DOCUMENT PASSAGE

Parallel Haskell Digest 2

Eric Kow – Wednesday, 11 May 2011

Welcome to the second edition of the Parallel Haskell Digest, bringing you news, discussions and tasters of parallelism and concurrency in Haskell.

The digest is made possible by the Parallel GHC project. More news about how we're doing below.

News

Workshop of the 2nd SICSA MultiCore Challenge (27 May, Glasgow; registration deadline 18 May). The goal of the SICSA MultiCore challenge is to bring together researchers in the area of parallel programming, by implementing one or more challenge applications on (networks of) multi-core machines. The goal is to learn about the strengths and weaknesses of current systems for parallel programming by comparing them on a common application. The final workshop will feature presentations of the individual implementations, assessing both raw performance as well as ease of parallelisation and other aspects in the development of this parallel application.

Entries taken from a collection
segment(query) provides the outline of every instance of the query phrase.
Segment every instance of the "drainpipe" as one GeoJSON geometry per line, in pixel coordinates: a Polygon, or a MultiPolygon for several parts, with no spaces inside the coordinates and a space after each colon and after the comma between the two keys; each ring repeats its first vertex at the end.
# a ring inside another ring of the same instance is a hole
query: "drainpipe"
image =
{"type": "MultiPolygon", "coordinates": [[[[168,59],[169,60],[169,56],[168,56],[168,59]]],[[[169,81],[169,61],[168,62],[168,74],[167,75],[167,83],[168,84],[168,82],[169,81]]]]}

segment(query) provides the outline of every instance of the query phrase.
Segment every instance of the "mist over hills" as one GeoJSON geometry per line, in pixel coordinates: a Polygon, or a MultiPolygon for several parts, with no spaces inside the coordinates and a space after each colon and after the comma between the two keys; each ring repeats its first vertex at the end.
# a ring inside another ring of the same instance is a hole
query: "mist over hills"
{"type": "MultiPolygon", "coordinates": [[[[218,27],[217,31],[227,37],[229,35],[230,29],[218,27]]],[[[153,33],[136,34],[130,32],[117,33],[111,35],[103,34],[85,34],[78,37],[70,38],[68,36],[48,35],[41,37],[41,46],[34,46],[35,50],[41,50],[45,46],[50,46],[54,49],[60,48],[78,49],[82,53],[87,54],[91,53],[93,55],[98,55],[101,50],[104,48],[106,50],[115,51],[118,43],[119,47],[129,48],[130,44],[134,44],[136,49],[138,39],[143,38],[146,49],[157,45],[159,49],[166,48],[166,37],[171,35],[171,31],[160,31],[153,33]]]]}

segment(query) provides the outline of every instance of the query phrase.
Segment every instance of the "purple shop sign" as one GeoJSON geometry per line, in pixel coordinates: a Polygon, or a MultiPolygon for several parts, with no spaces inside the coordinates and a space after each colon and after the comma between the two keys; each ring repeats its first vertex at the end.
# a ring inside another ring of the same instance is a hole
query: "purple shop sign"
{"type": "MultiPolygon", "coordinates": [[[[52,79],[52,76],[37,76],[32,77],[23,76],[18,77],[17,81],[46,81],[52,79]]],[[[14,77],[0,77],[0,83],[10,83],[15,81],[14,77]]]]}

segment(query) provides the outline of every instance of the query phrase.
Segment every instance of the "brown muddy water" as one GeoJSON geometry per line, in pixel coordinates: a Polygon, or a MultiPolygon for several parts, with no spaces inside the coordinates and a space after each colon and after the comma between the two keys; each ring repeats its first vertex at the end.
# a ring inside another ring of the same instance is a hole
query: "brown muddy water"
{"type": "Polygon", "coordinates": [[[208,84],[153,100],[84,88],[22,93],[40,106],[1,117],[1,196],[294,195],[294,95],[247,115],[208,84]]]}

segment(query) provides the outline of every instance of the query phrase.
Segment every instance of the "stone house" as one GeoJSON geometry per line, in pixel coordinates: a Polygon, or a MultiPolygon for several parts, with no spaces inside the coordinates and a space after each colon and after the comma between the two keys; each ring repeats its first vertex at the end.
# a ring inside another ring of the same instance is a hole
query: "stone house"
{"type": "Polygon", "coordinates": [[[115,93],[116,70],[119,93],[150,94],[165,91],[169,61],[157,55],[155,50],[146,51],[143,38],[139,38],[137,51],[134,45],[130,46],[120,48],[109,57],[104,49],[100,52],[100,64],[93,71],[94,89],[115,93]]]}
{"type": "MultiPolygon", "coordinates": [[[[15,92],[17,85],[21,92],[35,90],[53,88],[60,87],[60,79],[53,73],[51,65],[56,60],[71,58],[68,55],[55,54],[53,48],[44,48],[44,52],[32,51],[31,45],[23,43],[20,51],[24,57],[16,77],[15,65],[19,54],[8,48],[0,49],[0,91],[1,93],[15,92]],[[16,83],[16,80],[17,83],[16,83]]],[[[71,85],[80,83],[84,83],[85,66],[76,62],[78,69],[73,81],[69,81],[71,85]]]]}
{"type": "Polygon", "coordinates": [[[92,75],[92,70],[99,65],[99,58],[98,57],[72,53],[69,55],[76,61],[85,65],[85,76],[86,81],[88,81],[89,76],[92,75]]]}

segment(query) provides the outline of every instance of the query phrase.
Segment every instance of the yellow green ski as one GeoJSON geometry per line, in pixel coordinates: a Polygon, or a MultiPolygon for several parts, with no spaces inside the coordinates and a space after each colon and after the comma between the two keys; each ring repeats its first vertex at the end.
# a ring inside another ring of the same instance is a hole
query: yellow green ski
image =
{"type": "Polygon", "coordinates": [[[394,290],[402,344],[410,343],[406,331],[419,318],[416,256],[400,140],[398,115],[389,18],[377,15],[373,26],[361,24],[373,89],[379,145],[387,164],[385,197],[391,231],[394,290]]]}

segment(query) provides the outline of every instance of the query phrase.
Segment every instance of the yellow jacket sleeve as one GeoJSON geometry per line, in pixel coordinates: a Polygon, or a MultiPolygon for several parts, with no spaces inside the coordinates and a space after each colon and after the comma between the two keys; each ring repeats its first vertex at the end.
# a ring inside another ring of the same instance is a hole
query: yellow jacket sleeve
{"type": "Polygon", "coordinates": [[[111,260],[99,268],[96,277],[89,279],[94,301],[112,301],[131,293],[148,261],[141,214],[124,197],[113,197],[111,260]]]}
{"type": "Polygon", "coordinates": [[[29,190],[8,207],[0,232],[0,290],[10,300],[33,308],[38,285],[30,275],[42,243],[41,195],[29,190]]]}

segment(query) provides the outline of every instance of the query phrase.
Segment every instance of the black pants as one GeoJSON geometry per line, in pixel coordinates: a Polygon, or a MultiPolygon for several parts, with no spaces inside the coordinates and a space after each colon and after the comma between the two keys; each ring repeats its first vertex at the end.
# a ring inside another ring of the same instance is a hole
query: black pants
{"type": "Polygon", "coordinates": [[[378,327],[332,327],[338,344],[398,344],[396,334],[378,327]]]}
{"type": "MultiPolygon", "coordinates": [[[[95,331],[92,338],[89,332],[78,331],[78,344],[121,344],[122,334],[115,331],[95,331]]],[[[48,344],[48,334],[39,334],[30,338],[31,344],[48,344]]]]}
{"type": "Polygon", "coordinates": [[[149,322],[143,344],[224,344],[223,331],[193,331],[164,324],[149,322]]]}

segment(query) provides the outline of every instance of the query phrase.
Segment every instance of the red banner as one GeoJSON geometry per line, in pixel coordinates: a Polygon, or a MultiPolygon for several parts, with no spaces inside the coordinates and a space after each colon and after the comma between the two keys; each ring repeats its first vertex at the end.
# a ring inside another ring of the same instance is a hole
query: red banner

WRITTEN EXERCISE A
For each statement, say whether it agrees with the Parallel Haskell Digest passage, answering yes or no and quoting the deciding words: (i) The registration deadline for the SICSA MultiCore Challenge workshop is 27 May. (ii) The Parallel GHC project makes the digest possible. (iii) The final workshop will assess only raw performance.
WRITTEN EXERCISE B
Write the next part of the Parallel Haskell Digest passage, picking up after its last sentence.
The records are separate material, apart from the Parallel Haskell Digest passage.

TASK ANSWER A
(i) No: "27 May, Glasgow; registration deadline 18 May"
(ii) Yes: "The digest is made possible by the Parallel GHC project."
(iii) No: "assessing both raw performance as well as ease of parallelisation and other aspects in the development of this parallel application"

TASK ANSWER B
Parallel Haskell Portal One of things I've been working on at Well-Typed is to help clean up the Haskell wiki documentation on parallelism and concurrency. There's still a bit of gardening to do, but we're ready to unveil what we have now. The Parallel Haskell portal is targeted primarily at people getting started with parallelism and concurrency in Haskell. It places a lot of emphasis on steering readers towards mature technologies, while still offering a path for more advanced users to dig deeper into current research.

Word of the Month

This edition of the digest is brought to you by threads, threads and more threads. In the last digest, we took a look at Haskell sparks and particularly at how they differ from threads. Now let's delve a little bit deeper into threads.

A "thread of execution" is a programming abstraction that helps the programmer separate concerns within a program. Consider a web server serving many documents to many clients simultaneously. The programmer may wish to use threads, using one thread per client making it easier to manage concurrent action.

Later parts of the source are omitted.